[WORK INSTRUCTIONS]: Change "rocky shoreline" to "sandy beach" throughout the material below, and leave every other part of the lines as it is.

[Region annotation items]
▼

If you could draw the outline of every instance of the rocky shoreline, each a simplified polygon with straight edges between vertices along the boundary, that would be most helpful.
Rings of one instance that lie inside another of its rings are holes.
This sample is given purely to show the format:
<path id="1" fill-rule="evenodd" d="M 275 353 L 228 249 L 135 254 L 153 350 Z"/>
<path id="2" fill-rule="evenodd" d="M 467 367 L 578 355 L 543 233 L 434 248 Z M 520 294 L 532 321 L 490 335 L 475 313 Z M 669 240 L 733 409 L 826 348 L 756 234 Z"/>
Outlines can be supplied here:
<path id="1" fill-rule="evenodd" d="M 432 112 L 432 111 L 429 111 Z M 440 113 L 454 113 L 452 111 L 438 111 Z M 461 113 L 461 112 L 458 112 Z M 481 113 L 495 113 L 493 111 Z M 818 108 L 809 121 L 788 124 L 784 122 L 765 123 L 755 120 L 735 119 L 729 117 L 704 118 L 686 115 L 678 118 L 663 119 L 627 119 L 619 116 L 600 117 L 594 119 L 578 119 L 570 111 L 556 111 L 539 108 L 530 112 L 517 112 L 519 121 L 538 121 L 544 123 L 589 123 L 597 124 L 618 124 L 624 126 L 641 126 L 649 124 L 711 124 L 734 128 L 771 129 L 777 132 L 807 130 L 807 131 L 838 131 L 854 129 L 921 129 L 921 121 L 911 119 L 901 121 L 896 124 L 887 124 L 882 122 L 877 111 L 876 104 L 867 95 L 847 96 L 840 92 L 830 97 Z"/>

▲

[RESPONSE TO THE TASK]:
If you could draw the outline of every instance of the sandy beach, each a simplified polygon with straight edges between vertices along the boundary, that would be most helpful.
Rings of one instance that lie inside another of its rings are holes.
This sample is given purely to show the format:
<path id="1" fill-rule="evenodd" d="M 275 353 L 228 249 L 135 254 L 153 350 Z"/>
<path id="2" fill-rule="evenodd" d="M 467 367 L 578 355 L 543 233 L 434 248 Z M 520 294 L 532 321 L 490 335 L 475 313 Z M 669 240 L 733 409 L 826 348 L 756 234 Z"/>
Outlines can be supplied here:
<path id="1" fill-rule="evenodd" d="M 432 112 L 432 111 L 429 111 Z M 440 113 L 454 113 L 452 111 L 438 111 Z M 461 113 L 461 112 L 458 112 Z M 481 113 L 495 113 L 493 111 Z M 818 108 L 809 121 L 788 124 L 784 122 L 765 123 L 755 120 L 735 119 L 729 117 L 704 118 L 686 115 L 678 118 L 663 119 L 627 119 L 619 116 L 600 117 L 594 119 L 578 119 L 570 111 L 556 111 L 539 108 L 530 112 L 517 112 L 519 121 L 538 121 L 544 123 L 589 123 L 597 124 L 618 124 L 624 126 L 641 126 L 649 124 L 711 124 L 734 128 L 771 129 L 777 132 L 807 130 L 807 131 L 838 131 L 854 129 L 921 129 L 921 121 L 911 119 L 901 121 L 896 124 L 887 124 L 882 122 L 877 111 L 876 104 L 867 95 L 847 96 L 840 92 L 830 97 Z"/>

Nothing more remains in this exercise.